Source:
++++++++

With every moment of noting an object, a meditator who practices insight meditation enters the noble eightfold path, the way of release from suffering. In our tradition, the primary object of attention is the rising and falling of the abdomen due to the breathing process. Each time a meditator notes the rising and falling of the abdomen, he or she has to make an effort to reach the object. In the language of the noble eightfold path, this is known as right effort. The effort expended allows the meditator to observe and remember the object. Distraction is reduced; one begins to be able to sustain attentive mindfulness on the object. Eventually mindfulness arises continuously. This, in the language of the noble eightfold path, is right mindfulness. When mindfulness is continuous and sustained, then gradually the mind will begin to stay on the object in a fixed manner. This, again in the language of the noble eightfold path, is right concentration.
With right effort the kilesas, or defilements, will not be accepted into the mind. Right effort helps to block off the entrance to the so-called path of unwholesomeness, or path of mental defilements. Simultaneously, the path of wholesomeness opens up. Mindfulness protects the mind from attack by kilesas. Concentration has the effect of unifying and focusing the mind so that it stays on the object as and when it arises. These three mental factors—effort, mindfulness, and concentration—together are known as the concentration group, which is one sector of the noble eightfold path. They’re also known as the training in concentration, or the teaching of concentration. In ordinary shorthand we just call them samadhi.
When the concentration group comes together in the mind, kilesas don’t stand a chance. As the meditator aims the mind again and again, his or her awareness gets more and more focused and direct. Sensuous thoughts fail to arise. Nor will there be thoughts of hatred and ill will. The desire to torment others will disappear. Since the mind goes straight to the object of meditation, it does not slip off into lust, distractions, and other forms of torment. The obsessive mental defilements are overcome. In one minute of practice, right aim arises sixty times. Right aim is another factor of the noble eightfold path.

++++++++

Data segment:
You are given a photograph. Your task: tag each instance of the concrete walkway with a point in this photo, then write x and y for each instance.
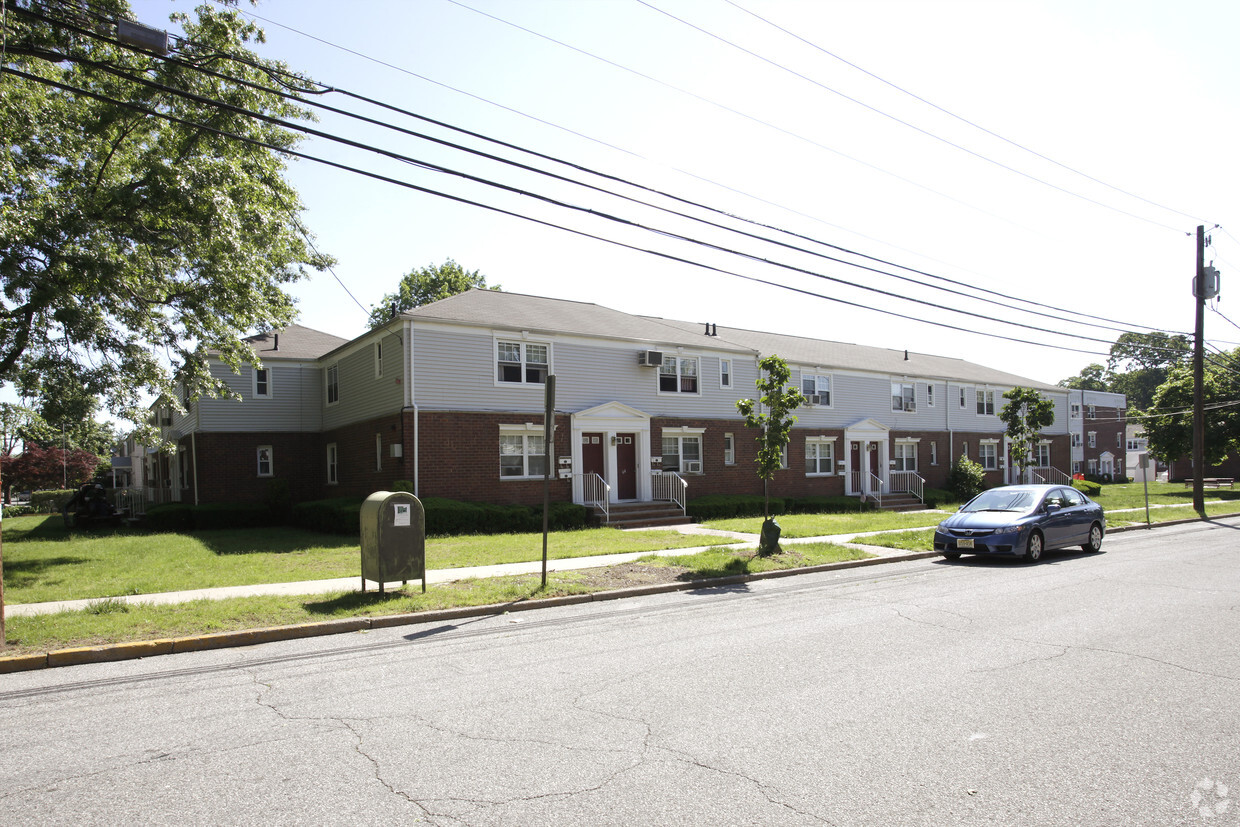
(448, 575)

++++++++

Directions: Reproduce a portion of the passage on insight meditation word for word, starting at the words "With right effort" and ending after "call them samadhi.". Nothing here requires the listing.

Answer:
With right effort the kilesas, or defilements, will not be accepted into the mind. Right effort helps to block off the entrance to the so-called path of unwholesomeness, or path of mental defilements. Simultaneously, the path of wholesomeness opens up. Mindfulness protects the mind from attack by kilesas. Concentration has the effect of unifying and focusing the mind so that it stays on the object as and when it arises. These three mental factors—effort, mindfulness, and concentration—together are known as the concentration group, which is one sector of the noble eightfold path. They’re also known as the training in concentration, or the teaching of concentration. In ordinary shorthand we just call them samadhi.